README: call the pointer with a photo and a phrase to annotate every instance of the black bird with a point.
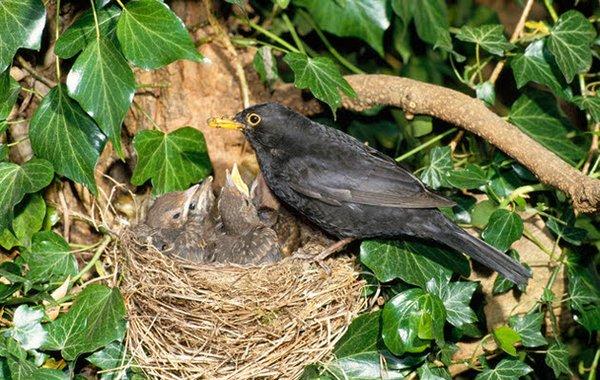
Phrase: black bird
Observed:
(349, 189)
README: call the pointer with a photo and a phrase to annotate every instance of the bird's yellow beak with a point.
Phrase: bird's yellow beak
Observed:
(221, 122)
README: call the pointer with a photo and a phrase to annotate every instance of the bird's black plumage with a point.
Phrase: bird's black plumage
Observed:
(352, 190)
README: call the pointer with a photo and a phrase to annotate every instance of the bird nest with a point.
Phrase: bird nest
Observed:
(191, 320)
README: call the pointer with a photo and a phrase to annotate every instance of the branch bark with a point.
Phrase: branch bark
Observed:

********

§ What the task requires: Without the images, output all the entries exactly as they stand.

§ Solution to this task:
README: call the pointer with a photo and a phrase to annotate every instance of the black bird with a point.
Phrase: black bird
Observed:
(349, 189)
README: call the pointer with a photo and a phrase to annotate every instance of the bird's yellow beak with a point.
Phrase: bird's yellow beak
Observed:
(221, 122)
README: call the pointer with a photo and a phrase to annotate every instance of the bird's black plumage with a point.
Phrase: bird's black plumage
Observed:
(352, 190)
README: call the pointer with a photo and a phrase to annotate every instance of the bird nest with a point.
Phrase: bird nest
Observed:
(191, 320)
README: call the pointer with a photo and a phrase to annotate every instance of the branch bark with a point.
Phrase: branch bark
Observed:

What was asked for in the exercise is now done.